I am re-publishing this post from last month as some people couldn't find it and I thought it was easy enough to just put it back on top. I wrote it while we were in Tanzania and it talks about a strong reaction I had to the things I was seeing...
This afternoon Tammy and I went to visit a small home here in Arusha for children with AIDS. The children we just waking up from their afternoon naps as we began our visit. I guess the home is not ONLY for kids, though it is primarily for little ones. There are 14 children in residence and three women.
Saida, the first nurse we met, had a smiling, giggling 13 month old in her arms. The baby girl arrived at the home in August, eight months old and already orpahaned by of AIDS. She was a tiny baby without hope when she arrived but now she is grinning and walking.
I felt a little emotional as we walked through the house greeting kids, but I wasn't losing it (yet).
The last room housed the three women. Tammy stood there calm and collected in her gentle, dignity-giving way. I, however, was beginning to cave.
The room had that hospital smell that can sometimes make you feel not so good and it was also fairly warm in there. But that wasn't it. Three factors were working on me hard.

▸ **ASSIGNED TASK 1**
List every personal name and place name that appears in the blog post, giving each one once.
▸ **ASSIGNED TASK 2**
Reproduce the blog post word for word, from "This afternoon Tammy" up to and including "losing it (yet).".
Draw only on the blog post when working with it.

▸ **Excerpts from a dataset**
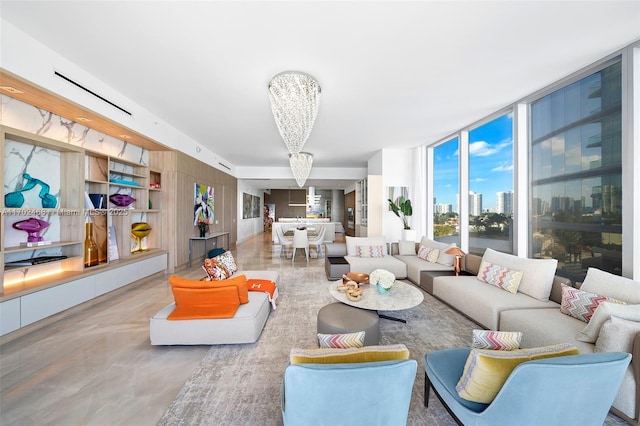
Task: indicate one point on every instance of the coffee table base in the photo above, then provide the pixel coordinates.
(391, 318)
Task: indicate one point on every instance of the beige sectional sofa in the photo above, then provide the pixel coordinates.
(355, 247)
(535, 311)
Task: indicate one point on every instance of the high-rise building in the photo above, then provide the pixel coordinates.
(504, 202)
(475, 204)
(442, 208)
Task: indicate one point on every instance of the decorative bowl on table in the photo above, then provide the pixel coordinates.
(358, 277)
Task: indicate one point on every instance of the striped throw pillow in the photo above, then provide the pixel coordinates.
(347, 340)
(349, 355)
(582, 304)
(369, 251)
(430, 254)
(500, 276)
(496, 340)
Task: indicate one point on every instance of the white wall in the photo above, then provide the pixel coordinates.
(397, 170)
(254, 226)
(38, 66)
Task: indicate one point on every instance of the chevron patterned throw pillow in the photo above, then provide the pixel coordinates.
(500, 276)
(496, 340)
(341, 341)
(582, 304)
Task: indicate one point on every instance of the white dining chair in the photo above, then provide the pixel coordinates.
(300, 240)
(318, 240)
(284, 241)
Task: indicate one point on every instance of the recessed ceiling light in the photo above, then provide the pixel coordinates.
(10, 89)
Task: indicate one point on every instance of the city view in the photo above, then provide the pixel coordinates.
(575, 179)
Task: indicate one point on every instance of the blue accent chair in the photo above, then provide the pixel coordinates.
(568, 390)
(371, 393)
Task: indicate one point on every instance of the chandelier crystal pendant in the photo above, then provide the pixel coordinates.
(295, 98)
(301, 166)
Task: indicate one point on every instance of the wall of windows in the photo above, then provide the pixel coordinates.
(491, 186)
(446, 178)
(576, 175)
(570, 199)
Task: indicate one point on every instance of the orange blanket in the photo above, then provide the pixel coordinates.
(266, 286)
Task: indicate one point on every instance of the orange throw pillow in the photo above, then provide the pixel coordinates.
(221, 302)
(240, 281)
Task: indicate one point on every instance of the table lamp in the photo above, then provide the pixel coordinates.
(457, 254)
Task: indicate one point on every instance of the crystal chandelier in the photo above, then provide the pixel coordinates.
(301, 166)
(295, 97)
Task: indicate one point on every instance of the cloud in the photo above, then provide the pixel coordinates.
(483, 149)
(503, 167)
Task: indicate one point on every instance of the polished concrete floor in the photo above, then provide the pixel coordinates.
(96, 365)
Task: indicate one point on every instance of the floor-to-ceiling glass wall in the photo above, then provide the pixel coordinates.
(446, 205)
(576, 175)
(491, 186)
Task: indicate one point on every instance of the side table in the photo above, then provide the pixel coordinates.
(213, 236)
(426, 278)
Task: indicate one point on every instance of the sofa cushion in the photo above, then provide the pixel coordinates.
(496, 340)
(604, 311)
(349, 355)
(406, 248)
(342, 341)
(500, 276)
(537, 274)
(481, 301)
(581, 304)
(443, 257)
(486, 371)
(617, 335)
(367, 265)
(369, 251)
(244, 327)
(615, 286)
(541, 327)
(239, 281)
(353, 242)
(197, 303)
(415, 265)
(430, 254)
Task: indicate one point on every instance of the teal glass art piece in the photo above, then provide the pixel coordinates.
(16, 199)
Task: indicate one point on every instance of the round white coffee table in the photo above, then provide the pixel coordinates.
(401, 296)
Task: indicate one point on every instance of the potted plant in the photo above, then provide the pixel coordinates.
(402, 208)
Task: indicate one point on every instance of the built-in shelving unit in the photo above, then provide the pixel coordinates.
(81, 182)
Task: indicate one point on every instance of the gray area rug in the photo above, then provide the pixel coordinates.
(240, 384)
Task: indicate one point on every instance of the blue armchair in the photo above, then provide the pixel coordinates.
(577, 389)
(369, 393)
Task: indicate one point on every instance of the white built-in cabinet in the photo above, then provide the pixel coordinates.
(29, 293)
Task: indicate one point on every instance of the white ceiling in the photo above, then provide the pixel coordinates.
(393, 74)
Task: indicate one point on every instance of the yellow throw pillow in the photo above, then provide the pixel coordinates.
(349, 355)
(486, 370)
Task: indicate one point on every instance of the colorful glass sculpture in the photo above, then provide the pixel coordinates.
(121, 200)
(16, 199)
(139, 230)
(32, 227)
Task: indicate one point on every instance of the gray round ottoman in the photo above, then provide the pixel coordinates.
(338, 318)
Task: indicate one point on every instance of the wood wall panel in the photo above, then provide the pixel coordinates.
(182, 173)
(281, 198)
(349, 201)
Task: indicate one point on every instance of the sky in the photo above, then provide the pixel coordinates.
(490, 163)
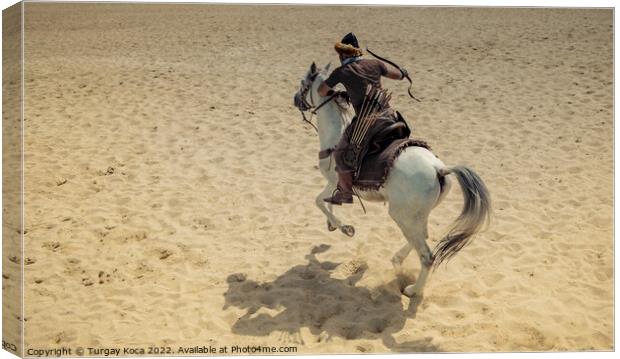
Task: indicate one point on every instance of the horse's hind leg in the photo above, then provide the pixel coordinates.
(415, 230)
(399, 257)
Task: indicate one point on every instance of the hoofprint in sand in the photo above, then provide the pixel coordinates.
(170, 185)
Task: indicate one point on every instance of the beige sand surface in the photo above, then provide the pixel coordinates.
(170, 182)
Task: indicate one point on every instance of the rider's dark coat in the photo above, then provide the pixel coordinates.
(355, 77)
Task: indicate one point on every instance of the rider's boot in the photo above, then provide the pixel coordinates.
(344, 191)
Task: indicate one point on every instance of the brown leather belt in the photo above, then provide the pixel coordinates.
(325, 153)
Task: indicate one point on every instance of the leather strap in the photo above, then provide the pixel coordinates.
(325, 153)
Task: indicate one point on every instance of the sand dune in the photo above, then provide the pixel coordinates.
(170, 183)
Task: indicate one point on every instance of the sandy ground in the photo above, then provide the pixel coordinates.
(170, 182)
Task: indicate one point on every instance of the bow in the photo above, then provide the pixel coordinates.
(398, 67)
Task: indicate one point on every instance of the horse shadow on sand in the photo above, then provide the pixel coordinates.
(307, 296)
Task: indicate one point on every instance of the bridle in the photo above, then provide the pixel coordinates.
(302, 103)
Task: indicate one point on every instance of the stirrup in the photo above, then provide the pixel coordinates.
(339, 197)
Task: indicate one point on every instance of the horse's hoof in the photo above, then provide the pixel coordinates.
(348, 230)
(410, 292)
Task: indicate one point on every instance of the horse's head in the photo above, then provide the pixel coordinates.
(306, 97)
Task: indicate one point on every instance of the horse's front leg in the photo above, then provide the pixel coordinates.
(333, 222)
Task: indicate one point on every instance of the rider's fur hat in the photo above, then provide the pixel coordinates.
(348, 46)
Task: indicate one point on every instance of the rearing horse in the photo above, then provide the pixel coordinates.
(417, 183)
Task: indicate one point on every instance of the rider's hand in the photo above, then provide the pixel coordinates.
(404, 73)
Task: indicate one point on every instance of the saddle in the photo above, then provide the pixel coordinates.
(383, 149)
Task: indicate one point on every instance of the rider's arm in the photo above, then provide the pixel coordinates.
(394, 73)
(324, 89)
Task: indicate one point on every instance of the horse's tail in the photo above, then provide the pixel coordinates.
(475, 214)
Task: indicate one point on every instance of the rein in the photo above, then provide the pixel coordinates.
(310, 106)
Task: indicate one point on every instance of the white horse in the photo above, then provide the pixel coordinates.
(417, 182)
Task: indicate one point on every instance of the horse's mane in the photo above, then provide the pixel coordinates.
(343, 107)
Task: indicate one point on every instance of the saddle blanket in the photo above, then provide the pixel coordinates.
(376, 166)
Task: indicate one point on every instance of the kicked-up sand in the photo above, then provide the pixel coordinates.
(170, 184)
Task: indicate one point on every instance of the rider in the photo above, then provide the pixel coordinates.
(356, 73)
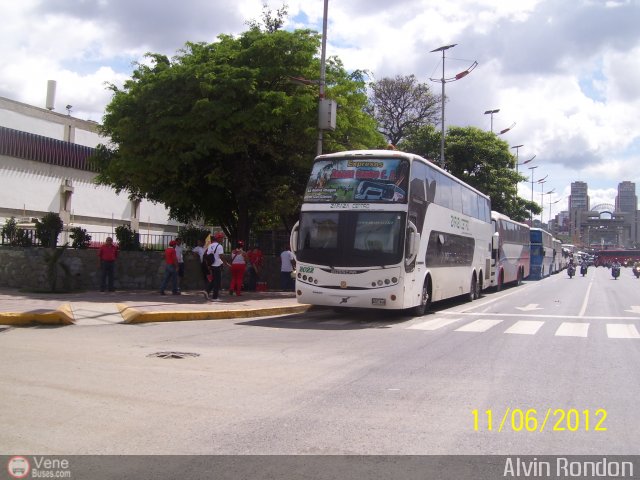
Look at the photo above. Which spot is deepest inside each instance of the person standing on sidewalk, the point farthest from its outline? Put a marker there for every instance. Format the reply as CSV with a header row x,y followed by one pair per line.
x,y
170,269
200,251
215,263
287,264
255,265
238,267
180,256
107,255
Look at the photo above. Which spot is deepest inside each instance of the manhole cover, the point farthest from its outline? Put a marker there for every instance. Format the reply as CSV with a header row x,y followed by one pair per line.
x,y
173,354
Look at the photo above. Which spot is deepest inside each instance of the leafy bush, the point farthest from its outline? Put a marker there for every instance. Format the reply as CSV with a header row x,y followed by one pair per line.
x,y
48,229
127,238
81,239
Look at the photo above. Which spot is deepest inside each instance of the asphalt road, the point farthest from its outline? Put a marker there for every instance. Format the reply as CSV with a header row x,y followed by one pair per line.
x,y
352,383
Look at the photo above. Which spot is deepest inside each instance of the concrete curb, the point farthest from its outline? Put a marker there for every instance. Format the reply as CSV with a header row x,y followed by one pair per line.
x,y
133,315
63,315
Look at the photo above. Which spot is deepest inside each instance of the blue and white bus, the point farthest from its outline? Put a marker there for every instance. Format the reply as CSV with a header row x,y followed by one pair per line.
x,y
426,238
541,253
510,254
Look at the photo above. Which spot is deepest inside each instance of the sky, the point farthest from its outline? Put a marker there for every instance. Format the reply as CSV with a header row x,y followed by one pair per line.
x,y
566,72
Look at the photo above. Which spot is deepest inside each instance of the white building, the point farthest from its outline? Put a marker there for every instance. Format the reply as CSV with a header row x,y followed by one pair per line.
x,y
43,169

▸ **FINAL ANSWER 1**
Tanzania, Tammy, Arusha, Saida

▸ **FINAL ANSWER 2**
This afternoon Tammy and I went to visit a small home here in Arusha for children with AIDS. The children we just waking up from their afternoon naps as we began our visit. I guess the home is not ONLY for kids, though it is primarily for little ones. There are 14 children in residence and three women.
Saida, the first nurse we met, had a smiling, giggling 13 month old in her arms. The baby girl arrived at the home in August, eight months old and already orpahaned by of AIDS. She was a tiny baby without hope when she arrived but now she is grinning and walking.
I felt a little emotional as we walked through the house greeting kids, but I wasn't losing it (yet).